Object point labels
◇ ◇ ◇

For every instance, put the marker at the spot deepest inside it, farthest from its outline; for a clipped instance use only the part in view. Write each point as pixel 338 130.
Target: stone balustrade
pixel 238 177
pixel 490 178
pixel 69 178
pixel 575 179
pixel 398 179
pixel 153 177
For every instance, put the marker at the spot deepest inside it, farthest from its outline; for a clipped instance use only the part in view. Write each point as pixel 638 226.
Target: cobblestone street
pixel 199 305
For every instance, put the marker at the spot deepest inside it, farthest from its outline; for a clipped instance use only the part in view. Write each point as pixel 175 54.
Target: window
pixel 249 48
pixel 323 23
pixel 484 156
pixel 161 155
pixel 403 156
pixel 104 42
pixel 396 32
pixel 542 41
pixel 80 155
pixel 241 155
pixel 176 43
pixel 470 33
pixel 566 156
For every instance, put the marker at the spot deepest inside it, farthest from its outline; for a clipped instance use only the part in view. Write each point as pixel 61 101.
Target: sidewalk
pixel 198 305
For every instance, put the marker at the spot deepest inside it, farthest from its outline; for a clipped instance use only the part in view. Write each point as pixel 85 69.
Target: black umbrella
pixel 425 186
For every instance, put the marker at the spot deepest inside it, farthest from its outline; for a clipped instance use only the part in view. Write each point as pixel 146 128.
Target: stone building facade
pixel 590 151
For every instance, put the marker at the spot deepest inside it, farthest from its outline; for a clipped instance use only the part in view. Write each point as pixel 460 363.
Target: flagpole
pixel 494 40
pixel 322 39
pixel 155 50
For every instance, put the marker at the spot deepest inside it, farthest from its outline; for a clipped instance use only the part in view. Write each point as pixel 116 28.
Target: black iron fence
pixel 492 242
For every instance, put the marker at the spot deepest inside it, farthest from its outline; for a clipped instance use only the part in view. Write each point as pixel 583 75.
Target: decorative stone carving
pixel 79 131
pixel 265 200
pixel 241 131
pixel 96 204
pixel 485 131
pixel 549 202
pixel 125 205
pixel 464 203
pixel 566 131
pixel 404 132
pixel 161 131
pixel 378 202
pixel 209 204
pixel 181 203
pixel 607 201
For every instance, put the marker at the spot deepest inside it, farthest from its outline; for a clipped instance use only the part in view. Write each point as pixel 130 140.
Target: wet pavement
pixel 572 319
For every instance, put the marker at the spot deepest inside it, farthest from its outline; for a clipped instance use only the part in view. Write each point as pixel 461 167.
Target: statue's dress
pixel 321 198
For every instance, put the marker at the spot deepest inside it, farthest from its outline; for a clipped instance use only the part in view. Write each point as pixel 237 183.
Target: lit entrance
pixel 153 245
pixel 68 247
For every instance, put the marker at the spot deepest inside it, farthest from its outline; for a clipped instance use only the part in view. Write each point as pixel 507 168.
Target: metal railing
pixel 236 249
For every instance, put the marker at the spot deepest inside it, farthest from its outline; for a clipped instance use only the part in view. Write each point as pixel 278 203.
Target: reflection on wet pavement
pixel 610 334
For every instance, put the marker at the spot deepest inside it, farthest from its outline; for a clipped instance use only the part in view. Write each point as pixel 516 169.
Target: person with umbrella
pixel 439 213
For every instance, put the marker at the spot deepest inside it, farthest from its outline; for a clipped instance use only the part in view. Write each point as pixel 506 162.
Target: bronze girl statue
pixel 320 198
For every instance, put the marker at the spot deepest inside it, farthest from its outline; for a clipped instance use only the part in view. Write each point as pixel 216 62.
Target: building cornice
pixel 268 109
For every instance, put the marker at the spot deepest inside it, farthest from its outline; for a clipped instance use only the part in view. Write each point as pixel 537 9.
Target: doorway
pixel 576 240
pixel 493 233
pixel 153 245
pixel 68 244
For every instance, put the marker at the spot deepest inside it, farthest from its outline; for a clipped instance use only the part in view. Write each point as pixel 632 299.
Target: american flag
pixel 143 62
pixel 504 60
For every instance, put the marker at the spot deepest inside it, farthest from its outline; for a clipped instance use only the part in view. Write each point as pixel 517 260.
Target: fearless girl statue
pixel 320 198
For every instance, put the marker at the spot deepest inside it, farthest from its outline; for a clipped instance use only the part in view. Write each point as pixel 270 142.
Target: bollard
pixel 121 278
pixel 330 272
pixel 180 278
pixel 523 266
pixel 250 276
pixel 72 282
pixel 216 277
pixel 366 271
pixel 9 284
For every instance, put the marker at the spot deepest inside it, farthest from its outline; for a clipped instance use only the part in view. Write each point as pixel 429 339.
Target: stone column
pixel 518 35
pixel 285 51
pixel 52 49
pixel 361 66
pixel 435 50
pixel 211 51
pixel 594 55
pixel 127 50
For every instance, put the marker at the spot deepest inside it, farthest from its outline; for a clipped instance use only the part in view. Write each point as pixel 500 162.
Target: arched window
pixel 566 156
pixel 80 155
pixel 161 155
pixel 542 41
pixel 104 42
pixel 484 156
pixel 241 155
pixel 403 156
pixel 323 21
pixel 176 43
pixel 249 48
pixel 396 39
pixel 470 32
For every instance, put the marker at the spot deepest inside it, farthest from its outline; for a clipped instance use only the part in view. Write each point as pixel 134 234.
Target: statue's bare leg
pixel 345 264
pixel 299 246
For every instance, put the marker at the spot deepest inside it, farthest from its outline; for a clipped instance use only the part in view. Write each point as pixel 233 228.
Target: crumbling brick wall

◇ ◇ ◇

PROBLEM DESCRIPTION
Each line of the material should be echoed exactly.

SOLUTION TO THIS PROBLEM
For every instance, put the marker at the spot deepest inside it, farthest from its outline; for a clipped instance use only the part in view. Write each point as pixel 338 130.
Target: stone balustrade
pixel 238 177
pixel 490 178
pixel 69 178
pixel 575 179
pixel 398 179
pixel 153 177
For every instance, put the marker at the spot deepest inside it, farthest from its outline; for a clipped instance use only the part in view. Write each point as pixel 638 226.
Target: cobblestone street
pixel 199 305
For every instance, put the marker at the spot deepest inside it, farthest from its outline; for a clipped instance use only the part in view. Write each point as pixel 175 54.
Target: window
pixel 249 48
pixel 323 23
pixel 484 156
pixel 161 155
pixel 403 156
pixel 104 42
pixel 396 32
pixel 542 41
pixel 80 155
pixel 241 155
pixel 176 43
pixel 470 33
pixel 566 156
For every instance, put the marker at the spot deepest inside it, farthest from its outline; for a clipped instance use only the part in view. Write each point as pixel 61 101.
Target: sidewalk
pixel 198 305
For every instance, put the marker at the spot deepest inside it, farthest from its outline; for a clipped instance use only the part in view. Write each point as pixel 85 69.
Target: black umbrella
pixel 425 186
For every instance, put the marker at the spot deepest inside it, farthest from its outline; for a clipped instance use only the part in view. Write each point as pixel 146 128.
Target: stone building facade
pixel 590 151
For every instance, put the marker at the spot deepest inside it, farthest from its outline; for a clipped instance use only the part in view. Write each point as pixel 460 363.
Target: flagpole
pixel 494 40
pixel 322 39
pixel 155 50
For every instance, put the marker at the spot deepest inside it, farthest from its outline; for a clipped instance use only the part in view. Write each point as pixel 116 28.
Target: black iron fence
pixel 492 242
For every instance, put the marker at the spot deepest inside it, farthest from its outline; for a clipped instance use only the part in view. Write each point as pixel 583 75.
Target: decorative stone carving
pixel 79 131
pixel 265 200
pixel 241 131
pixel 96 204
pixel 485 131
pixel 549 202
pixel 125 205
pixel 464 203
pixel 566 131
pixel 404 132
pixel 161 131
pixel 378 202
pixel 209 204
pixel 181 203
pixel 607 201
For every instance, put the marker at the spot deepest inside it, farthest from its outline; for a clipped instance use only the part in view. Write each point as pixel 130 140.
Target: wet pavement
pixel 572 319
For every instance, put the marker at the spot deepest inside it, farthest from its outline; for a clipped instance use only the part in view. Write each point as pixel 461 167.
Target: statue's dress
pixel 321 198
For every instance, put the marker at the spot deepest inside it, farthest from its outline; for a clipped instance use only the part in view. Write each point as pixel 237 183.
Target: lit entrance
pixel 153 245
pixel 68 247
For every instance, put the marker at the spot deepest inside it, farthest from its outline; for a clipped instance use only the part in view. Write each point as pixel 507 168.
Target: metal railing
pixel 236 249
For every instance, put the marker at the spot deepest inside it, farthest from its outline; for a clipped instance use only the part in view. Write each point as pixel 278 203.
Target: reflection on wet pavement
pixel 610 334
For every instance, put the marker at the spot deepest inside it, farthest from its outline; for a clipped instance use only the part in view. Write each point as pixel 516 169.
Target: person with umbrella
pixel 439 213
For every instance, put the marker at the spot deepest inside it, farthest from its outline; for a clipped instance use only the part in view. Write each point as pixel 506 162.
Target: bronze girl statue
pixel 320 198
For every instance, put the marker at the spot deepest inside it, farthest from its outline; for a clipped instance use only the part in view. Write each point as pixel 216 62.
Target: building cornice
pixel 268 109
For every instance, put the marker at the spot deepest inside it, farthest from its outline; for a clipped instance use only the part in view. Write each point as pixel 537 9.
Target: doorway
pixel 576 240
pixel 493 233
pixel 153 245
pixel 68 244
For every instance, put the marker at the spot deepest inside it, farthest from its outline; for a clipped instance use only the part in view. Write each point as pixel 632 299.
Target: american flag
pixel 143 62
pixel 504 60
For every instance, put the marker at the spot deepest inside it, farthest from its outline; for a clipped instance use only the part in view. Write each point as pixel 517 260.
Target: fearless girl statue
pixel 320 198
For every instance, put the marker at the spot deepest inside it, farthest from its outline; for a clipped instance use only the part in view. Write each point as pixel 270 142.
Target: bollard
pixel 121 278
pixel 330 272
pixel 180 278
pixel 523 266
pixel 250 276
pixel 72 282
pixel 216 277
pixel 366 271
pixel 9 284
For every instance, put the marker at the spot deepest inside it, farthest from its outline; for a clipped instance use only the part in view. Write each point as pixel 429 339.
Target: stone column
pixel 518 35
pixel 285 51
pixel 52 49
pixel 361 66
pixel 435 50
pixel 211 51
pixel 594 55
pixel 127 50
For every instance, put the marker at the spot deepest inside it, farthest from its outline; for a clipped instance use only the part in view. Write each point as pixel 500 162.
Target: arched window
pixel 566 156
pixel 80 155
pixel 161 155
pixel 542 41
pixel 104 42
pixel 484 156
pixel 241 155
pixel 403 156
pixel 323 21
pixel 176 43
pixel 249 48
pixel 396 39
pixel 470 32
For every instance, put the marker at the spot deepest inside it, farthest from its outline; for a clipped instance use only the part in view. Write each point as pixel 134 234.
Target: statue's bare leg
pixel 345 264
pixel 299 246
For every instance, put the marker at the spot deepest inside it, farthest from its outline; for a clipped instance use only the part in view. Write each point as pixel 233 228.
Target: crumbling brick wall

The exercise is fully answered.